- [Problem to solve] Copy the rows below from the line holding "Target: overcast sky" through the end of the rows, inclusive, with every request line kept. Shift each answer coordinate by adding 17 to both of its numbers.

— Start Information provided —

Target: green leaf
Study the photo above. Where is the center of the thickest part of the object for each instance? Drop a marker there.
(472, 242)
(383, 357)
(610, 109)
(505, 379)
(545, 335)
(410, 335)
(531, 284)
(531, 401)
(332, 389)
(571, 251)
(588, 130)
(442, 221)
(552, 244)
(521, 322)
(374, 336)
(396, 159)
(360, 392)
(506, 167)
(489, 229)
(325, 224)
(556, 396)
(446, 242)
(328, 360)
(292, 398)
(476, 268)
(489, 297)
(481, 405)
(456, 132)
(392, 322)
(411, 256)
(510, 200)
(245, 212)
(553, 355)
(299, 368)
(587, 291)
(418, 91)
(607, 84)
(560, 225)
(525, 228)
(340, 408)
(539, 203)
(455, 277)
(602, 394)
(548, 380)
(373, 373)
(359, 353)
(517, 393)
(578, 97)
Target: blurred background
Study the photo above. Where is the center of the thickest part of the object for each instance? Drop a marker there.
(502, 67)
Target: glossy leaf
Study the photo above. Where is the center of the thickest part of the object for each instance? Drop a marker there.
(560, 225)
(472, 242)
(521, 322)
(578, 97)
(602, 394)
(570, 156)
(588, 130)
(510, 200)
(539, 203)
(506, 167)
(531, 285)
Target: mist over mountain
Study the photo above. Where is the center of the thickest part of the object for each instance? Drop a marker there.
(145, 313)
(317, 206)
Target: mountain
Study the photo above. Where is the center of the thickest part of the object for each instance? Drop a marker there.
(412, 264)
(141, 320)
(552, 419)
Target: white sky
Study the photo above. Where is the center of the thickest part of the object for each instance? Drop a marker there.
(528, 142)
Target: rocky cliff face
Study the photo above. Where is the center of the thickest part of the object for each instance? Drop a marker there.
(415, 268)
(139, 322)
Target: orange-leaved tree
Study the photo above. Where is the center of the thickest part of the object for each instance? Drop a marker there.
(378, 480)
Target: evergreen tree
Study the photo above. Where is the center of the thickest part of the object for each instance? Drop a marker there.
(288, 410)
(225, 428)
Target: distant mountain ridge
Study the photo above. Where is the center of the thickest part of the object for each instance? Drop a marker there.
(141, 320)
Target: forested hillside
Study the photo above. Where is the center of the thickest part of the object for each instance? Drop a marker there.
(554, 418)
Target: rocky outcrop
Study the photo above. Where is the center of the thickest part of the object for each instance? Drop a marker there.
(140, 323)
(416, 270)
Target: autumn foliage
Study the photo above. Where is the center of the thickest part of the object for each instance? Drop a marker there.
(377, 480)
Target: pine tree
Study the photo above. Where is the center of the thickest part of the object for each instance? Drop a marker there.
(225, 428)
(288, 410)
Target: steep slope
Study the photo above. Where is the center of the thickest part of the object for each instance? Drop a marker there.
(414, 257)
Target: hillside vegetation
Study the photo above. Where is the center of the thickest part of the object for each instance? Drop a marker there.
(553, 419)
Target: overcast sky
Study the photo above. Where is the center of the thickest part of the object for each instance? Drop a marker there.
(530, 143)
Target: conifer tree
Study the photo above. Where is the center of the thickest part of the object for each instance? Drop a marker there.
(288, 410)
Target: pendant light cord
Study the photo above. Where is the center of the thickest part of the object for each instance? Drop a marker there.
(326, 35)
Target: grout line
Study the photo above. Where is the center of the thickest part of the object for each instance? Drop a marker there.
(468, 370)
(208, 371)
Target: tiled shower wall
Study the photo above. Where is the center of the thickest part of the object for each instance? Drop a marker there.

— End Information provided —

- [Solution for this task]
Target: overcast sky
Study the photo above. Where is the center of the thickest part of the object for each instance? Drop a marker there.
(547, 160)
Target: conifer tree
Study the photo above. Where is the center of the thickest part of the object for each instance? Drop a marker there.
(305, 427)
Target: pendant light cord
Study the photo above. Where is the center of the thickest part of the object for each instance? Drop a marker there.
(343, 52)
Target: grout line
Study the photo above. Where is the center of the thickest part of the object for each instance? Drop a marker there.
(485, 387)
(225, 388)
Target: tiled shower wall
Study the photo above. Where is the center of the thickest part of the object for each instance? Drop a marker there.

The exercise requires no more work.